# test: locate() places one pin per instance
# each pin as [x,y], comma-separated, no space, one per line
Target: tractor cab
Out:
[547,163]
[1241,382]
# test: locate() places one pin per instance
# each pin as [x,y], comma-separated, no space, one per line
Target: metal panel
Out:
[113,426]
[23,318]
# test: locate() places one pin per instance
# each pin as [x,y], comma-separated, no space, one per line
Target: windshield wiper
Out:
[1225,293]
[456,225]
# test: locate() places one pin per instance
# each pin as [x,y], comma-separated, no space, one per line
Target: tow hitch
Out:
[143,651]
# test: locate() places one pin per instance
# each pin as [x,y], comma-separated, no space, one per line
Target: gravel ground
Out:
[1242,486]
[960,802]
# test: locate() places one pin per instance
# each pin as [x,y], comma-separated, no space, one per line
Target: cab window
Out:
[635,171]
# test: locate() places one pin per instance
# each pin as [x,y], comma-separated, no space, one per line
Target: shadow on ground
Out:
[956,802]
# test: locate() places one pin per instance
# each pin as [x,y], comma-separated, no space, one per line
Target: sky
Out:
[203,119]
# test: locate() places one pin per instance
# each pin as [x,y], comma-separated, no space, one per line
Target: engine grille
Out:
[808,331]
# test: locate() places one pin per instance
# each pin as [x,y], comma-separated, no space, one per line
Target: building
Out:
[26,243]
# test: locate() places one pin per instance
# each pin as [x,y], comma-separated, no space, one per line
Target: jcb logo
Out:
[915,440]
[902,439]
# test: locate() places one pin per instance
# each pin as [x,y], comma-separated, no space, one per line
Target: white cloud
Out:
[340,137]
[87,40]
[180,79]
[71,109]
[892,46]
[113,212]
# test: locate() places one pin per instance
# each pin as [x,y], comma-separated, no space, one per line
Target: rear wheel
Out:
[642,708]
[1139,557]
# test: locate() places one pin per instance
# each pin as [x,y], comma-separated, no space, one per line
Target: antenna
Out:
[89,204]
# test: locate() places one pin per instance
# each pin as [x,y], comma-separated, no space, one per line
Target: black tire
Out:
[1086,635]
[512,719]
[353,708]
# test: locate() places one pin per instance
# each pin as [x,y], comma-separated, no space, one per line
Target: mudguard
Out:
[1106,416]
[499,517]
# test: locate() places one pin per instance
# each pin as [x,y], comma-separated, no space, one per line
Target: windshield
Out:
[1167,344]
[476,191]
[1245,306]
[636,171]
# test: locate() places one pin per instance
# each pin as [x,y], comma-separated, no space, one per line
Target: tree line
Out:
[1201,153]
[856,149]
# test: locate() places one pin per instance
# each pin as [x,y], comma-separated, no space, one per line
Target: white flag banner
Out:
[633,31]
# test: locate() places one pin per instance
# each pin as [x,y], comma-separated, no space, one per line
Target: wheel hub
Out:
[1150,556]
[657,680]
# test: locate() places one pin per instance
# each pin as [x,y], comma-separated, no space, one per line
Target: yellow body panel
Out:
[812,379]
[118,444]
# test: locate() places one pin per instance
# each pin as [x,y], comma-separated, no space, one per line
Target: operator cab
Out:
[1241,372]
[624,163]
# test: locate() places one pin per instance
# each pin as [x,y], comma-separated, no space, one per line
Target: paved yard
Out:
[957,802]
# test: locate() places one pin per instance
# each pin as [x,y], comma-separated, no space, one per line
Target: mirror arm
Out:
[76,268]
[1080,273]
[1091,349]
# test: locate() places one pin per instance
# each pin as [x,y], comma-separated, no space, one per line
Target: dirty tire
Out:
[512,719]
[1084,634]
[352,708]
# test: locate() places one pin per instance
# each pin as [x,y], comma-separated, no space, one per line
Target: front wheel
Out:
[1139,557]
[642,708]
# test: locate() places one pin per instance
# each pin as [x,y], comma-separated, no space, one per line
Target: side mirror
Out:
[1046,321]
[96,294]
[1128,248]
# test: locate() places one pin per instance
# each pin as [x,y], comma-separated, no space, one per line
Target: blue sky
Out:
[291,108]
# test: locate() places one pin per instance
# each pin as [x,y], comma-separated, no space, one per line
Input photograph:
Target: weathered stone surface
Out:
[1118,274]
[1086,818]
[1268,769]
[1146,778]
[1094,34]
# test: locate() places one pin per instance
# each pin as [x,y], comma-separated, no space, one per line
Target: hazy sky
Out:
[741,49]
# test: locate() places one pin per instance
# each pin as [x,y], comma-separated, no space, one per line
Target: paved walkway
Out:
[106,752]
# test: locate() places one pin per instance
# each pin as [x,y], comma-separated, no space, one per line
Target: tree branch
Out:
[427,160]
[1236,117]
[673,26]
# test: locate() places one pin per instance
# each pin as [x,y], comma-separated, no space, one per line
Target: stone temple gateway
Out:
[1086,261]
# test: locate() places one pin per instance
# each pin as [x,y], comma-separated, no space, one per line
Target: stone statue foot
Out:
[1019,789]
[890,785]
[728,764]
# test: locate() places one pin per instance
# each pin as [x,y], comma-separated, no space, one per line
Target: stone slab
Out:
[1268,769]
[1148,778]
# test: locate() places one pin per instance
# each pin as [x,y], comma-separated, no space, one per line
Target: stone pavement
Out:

○ ○ ○ ○ ○ ○ ○

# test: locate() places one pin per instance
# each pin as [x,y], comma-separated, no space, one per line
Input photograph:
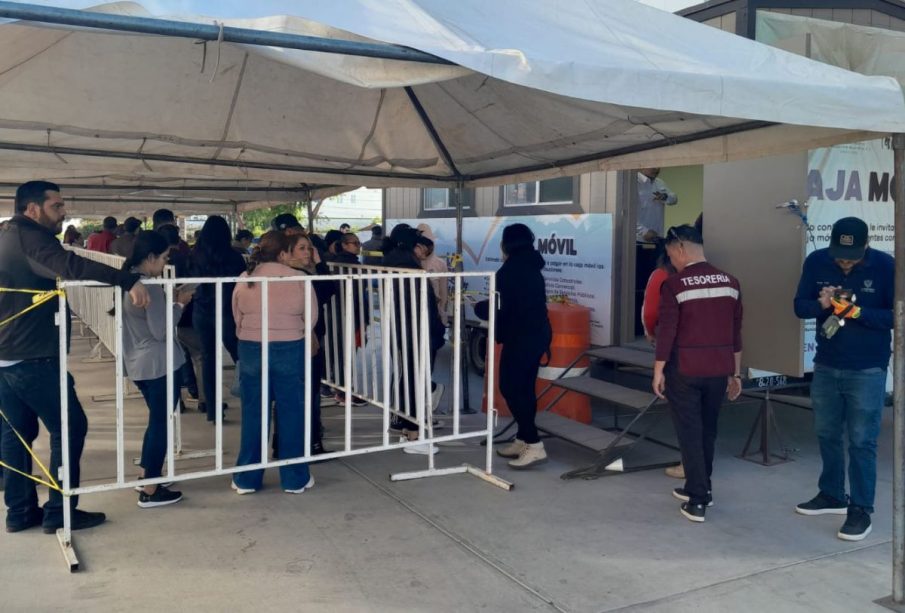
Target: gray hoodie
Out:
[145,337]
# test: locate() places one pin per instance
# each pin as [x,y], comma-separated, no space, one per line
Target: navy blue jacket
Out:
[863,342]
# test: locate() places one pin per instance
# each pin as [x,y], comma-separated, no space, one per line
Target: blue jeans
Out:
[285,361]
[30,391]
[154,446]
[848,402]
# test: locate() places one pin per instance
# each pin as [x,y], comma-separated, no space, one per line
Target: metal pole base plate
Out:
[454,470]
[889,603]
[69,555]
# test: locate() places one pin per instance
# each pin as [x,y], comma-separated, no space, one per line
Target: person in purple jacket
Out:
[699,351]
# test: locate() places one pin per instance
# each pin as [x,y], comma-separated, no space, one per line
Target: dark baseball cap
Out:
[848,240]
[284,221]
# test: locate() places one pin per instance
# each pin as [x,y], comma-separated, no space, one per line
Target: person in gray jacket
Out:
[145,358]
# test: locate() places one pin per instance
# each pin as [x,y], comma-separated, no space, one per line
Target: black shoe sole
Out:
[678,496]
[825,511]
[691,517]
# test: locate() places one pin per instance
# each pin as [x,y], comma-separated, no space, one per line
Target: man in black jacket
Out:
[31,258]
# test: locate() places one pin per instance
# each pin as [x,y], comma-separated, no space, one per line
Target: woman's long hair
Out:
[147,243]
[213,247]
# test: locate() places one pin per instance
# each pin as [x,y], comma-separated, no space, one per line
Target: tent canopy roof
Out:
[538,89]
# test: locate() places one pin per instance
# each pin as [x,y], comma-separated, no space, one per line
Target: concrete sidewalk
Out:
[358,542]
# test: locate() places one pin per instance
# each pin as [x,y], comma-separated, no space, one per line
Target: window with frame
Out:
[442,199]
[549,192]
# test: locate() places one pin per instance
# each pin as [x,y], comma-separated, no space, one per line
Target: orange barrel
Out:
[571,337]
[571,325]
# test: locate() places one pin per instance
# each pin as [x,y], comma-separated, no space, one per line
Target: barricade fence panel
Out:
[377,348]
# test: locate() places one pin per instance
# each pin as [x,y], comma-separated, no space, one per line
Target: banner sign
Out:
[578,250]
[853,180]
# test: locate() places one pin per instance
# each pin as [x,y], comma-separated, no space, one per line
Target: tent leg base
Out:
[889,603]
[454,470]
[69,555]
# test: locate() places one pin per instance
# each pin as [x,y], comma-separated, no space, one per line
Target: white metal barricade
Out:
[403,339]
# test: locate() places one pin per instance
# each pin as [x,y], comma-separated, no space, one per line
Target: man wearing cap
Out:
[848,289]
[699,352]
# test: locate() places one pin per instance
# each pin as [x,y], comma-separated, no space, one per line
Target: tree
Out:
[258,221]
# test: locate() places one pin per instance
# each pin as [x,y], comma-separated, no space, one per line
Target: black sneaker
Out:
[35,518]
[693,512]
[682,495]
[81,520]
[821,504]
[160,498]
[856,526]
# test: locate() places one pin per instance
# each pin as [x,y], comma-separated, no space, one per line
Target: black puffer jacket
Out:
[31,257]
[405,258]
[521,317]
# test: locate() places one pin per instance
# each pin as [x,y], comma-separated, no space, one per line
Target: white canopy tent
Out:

○ ○ ○ ○ ○ ○ ○

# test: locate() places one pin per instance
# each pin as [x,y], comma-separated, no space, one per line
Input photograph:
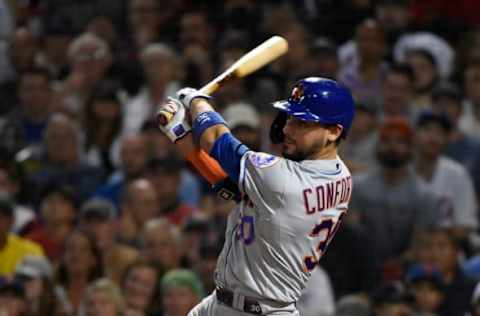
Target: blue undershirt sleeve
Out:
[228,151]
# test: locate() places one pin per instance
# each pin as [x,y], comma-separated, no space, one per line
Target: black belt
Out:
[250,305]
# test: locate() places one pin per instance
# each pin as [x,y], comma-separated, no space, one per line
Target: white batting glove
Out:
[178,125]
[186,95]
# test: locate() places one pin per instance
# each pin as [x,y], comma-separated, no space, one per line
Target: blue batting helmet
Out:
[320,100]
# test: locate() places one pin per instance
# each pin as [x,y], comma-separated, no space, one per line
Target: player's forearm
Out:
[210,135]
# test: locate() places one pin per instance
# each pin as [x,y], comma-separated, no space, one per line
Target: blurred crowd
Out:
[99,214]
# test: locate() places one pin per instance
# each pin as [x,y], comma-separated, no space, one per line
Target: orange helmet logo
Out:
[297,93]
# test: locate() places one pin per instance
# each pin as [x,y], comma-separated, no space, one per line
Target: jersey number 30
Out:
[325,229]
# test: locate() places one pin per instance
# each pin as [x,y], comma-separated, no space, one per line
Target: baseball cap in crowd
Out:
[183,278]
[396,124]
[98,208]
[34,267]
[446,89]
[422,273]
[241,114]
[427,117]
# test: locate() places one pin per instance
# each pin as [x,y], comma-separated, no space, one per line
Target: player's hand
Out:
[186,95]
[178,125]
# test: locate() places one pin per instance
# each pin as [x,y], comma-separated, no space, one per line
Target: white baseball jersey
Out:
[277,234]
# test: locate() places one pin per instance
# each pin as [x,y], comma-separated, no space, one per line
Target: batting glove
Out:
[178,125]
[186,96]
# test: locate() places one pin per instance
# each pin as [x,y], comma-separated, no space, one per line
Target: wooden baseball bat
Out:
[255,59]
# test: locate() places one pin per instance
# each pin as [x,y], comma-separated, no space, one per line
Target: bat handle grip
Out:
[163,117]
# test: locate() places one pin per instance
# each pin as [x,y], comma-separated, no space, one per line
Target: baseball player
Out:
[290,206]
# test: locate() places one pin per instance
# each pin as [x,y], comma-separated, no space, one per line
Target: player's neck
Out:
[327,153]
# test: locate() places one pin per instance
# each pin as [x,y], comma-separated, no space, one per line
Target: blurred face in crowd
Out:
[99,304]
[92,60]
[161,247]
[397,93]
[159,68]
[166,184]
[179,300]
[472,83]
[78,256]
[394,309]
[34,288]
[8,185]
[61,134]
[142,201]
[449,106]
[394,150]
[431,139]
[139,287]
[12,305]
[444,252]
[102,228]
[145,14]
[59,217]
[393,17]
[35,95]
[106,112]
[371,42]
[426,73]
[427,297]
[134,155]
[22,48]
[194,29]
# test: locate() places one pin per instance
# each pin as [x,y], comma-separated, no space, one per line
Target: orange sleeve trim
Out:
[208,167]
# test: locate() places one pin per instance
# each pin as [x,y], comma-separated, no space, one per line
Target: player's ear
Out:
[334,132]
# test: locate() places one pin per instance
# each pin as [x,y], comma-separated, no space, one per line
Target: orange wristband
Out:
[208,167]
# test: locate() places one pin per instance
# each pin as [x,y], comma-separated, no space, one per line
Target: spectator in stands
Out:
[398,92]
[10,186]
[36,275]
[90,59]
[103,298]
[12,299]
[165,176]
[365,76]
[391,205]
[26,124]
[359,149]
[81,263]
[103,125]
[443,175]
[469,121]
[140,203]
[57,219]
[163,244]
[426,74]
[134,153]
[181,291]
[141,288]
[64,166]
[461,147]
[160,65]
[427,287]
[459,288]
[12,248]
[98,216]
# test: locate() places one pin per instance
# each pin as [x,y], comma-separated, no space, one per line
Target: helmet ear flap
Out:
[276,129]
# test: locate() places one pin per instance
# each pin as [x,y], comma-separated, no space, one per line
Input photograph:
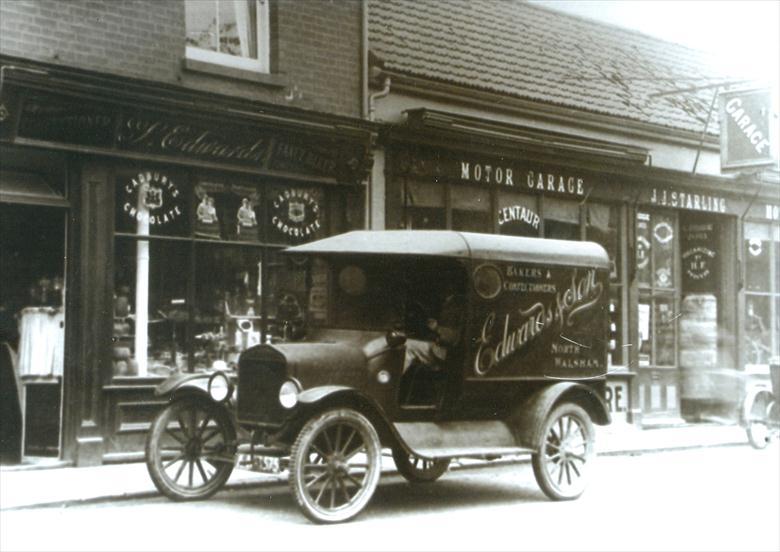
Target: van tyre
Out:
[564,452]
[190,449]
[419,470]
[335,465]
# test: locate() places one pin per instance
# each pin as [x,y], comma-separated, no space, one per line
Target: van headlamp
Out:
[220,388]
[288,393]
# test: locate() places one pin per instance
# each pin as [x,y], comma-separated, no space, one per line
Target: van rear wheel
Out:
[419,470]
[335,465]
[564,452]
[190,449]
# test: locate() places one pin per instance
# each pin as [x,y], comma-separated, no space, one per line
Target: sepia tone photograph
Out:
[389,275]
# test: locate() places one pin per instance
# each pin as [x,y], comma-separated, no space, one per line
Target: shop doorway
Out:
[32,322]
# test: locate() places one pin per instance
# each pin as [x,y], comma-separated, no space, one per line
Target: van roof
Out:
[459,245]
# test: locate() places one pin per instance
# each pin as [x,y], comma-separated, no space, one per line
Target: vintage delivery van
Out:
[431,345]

○ ○ ○ ○ ○ ○ ○

_Task brief_: Wherever a line holds the word "blurred", copy that line out of the entries above.

_Result of the exercise_:
Target: blurred crowd
Target: blurred face in crowd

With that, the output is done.